## Verilen görev 1
Aşağıdaki veri kümesi satırlarından "for the air" ifadesinin geçtiği satırdan "689,341,706,370" ifadesinin geçtiği satıra kadar, bu son satır da dahil, hepsini eksiksiz yeniden yazın. Bunu yaparken kutu koordinatlarındaki her sayıyı 61 artırarak öteleyin.

19 Ağustos 2016 Cuma

"Sessizlik, bir yıldızın kaymasıyla bozuldu." / Merhume


Bu kitap hakkında bi'şeyler yazıp yazmamakta kararsız kaldım. Bu sefer aslında kitap yorumu olarak değil de kendime not olarak yazıyorum bunu. Kitabı uzun sürede okuduğum için mi hikayeye dahil olamadım, yoksa zaten hikayeyi akıcı bulmadığım için mi bu kadar uzun sürdü Merhume'yi bitirmem, tam olarak bilemiyorum. Bu kitabı okumam için geçen yaklaşık iki aylık sürede kaç kitap okudum, ama bu kitap bitmedi/bitemedi. Uyurkulak, kaset çözümü-not defterleri-günlük kullanımı şeklinde farklı bir kurgu yakalamış olsa da hikaye gereksiz ve birbirinden kopuk ayrıntılarla ilerledi.

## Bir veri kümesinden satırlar
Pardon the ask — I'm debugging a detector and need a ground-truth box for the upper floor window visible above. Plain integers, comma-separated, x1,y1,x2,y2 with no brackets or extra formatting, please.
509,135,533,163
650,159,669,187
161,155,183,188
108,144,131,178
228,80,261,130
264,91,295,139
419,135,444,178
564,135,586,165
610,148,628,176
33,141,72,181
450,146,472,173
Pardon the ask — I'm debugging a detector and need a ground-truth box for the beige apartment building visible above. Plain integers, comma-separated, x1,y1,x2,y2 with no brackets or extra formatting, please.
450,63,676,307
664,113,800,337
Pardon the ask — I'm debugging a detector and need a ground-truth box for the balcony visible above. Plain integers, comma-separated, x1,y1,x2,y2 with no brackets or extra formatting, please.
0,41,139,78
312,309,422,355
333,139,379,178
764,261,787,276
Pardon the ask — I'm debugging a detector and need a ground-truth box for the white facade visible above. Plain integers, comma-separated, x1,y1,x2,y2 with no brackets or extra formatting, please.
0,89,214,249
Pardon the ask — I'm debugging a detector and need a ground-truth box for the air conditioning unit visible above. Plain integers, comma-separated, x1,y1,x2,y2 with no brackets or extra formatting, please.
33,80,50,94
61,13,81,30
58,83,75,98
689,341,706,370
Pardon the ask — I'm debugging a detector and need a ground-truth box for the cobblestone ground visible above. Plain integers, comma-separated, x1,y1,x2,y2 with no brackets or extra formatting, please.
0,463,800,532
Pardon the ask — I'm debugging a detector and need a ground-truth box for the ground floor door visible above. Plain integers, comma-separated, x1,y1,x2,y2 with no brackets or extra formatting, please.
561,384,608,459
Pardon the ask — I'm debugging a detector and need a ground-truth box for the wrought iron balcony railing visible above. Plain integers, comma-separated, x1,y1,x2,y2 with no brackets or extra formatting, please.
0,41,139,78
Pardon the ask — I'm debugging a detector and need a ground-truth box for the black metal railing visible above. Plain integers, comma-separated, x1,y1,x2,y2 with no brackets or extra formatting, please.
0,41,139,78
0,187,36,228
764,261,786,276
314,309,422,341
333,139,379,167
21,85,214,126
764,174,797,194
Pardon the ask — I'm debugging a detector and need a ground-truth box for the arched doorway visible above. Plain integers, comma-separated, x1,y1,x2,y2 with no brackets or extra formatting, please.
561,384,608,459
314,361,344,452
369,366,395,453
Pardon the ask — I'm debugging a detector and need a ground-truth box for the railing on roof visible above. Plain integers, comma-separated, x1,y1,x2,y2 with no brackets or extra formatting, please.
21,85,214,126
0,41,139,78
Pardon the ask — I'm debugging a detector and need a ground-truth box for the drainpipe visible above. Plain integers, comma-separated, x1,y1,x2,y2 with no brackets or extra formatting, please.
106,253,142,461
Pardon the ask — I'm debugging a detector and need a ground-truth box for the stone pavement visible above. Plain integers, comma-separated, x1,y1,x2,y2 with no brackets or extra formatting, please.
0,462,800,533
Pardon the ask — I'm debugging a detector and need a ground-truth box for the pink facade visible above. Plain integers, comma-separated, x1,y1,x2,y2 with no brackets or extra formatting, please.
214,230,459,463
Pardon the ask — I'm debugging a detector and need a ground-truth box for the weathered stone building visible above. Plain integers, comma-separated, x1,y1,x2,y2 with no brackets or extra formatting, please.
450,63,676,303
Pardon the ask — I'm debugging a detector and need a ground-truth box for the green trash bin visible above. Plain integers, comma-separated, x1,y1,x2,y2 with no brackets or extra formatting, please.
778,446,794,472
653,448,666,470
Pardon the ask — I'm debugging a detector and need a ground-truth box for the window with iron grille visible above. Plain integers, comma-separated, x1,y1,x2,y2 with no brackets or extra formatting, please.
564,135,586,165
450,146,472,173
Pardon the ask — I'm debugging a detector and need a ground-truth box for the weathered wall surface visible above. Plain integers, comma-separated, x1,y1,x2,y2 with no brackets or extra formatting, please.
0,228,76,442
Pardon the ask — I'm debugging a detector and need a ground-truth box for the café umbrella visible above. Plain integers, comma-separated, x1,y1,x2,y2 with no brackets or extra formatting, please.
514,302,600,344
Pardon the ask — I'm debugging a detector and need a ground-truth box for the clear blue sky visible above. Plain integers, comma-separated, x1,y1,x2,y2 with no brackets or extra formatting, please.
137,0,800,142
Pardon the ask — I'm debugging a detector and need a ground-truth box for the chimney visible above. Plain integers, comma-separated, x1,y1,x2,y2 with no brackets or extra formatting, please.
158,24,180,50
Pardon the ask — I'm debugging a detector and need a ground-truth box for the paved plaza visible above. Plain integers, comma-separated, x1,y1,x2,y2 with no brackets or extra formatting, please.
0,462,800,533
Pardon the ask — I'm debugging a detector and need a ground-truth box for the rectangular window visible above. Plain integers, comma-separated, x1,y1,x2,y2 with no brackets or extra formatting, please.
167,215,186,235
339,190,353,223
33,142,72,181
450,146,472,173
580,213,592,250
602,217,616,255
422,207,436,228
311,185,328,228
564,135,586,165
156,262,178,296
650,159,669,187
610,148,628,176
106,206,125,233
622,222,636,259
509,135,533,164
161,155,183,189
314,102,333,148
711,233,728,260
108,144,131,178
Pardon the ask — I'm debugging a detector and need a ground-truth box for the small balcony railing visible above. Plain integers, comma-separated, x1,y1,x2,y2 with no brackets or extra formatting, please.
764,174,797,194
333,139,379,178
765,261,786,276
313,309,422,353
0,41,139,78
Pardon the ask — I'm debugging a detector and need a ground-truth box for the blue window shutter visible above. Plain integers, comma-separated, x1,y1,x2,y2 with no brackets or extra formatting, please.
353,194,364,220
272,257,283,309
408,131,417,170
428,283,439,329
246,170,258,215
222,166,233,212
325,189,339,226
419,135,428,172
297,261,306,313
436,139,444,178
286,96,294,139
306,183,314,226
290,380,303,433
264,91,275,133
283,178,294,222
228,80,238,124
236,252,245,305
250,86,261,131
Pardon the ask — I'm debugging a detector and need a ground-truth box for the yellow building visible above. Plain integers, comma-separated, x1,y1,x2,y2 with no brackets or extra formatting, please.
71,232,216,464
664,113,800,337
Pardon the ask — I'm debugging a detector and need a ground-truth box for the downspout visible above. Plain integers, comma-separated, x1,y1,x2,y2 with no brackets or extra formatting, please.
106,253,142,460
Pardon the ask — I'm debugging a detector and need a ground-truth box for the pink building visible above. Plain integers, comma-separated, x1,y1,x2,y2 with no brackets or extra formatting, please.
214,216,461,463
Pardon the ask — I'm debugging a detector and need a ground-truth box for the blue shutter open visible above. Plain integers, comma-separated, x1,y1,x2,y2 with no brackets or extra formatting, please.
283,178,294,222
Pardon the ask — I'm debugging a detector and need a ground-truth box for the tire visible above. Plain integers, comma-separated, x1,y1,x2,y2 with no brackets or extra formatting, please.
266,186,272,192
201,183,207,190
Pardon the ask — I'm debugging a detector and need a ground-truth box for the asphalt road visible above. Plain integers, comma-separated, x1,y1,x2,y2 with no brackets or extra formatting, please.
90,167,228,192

## Verilen görev 2
Yukarıdaki metinde "19 Ağustos 2016" ifadesinden başlayıp "kopuk ayrıntılarla ilerledi." ifadesine kadar, bu ifade de dahil olan kısmı hiç değiştirmeden yazın.

## Çözümlü yanıt 1
Pardon the ask — I'm debugging a detector and need a ground-truth box for the air conditioning unit visible above. Plain integers, comma-separated, x1,y1,x2,y2 with no brackets or extra formatting, please.
94,141,111,155
122,74,142,91
119,144,136,159
750,402,767,431

## Çözümlü yanıt 2
19 Ağustos 2016 Cuma

"Sessizlik, bir yıldızın kaymasıyla bozuldu." / Merhume


Bu kitap hakkında bi'şeyler yazıp yazmamakta kararsız kaldım. Bu sefer aslında kitap yorumu olarak değil de kendime not olarak yazıyorum bunu. Kitabı uzun sürede okuduğum için mi hikayeye dahil olamadım, yoksa zaten hikayeyi akıcı bulmadığım için mi bu kadar uzun sürdü Merhume'yi bitirmem, tam olarak bilemiyorum. Bu kitabı okumam için geçen yaklaşık iki aylık sürede kaç kitap okudum, ama bu kitap bitmedi/bitemedi. Uyurkulak, kaset çözümü-not defterleri-günlük kullanımı şeklinde farklı bir kurgu yakalamış olsa da hikaye gereksiz ve birbirinden kopuk ayrıntılarla ilerledi.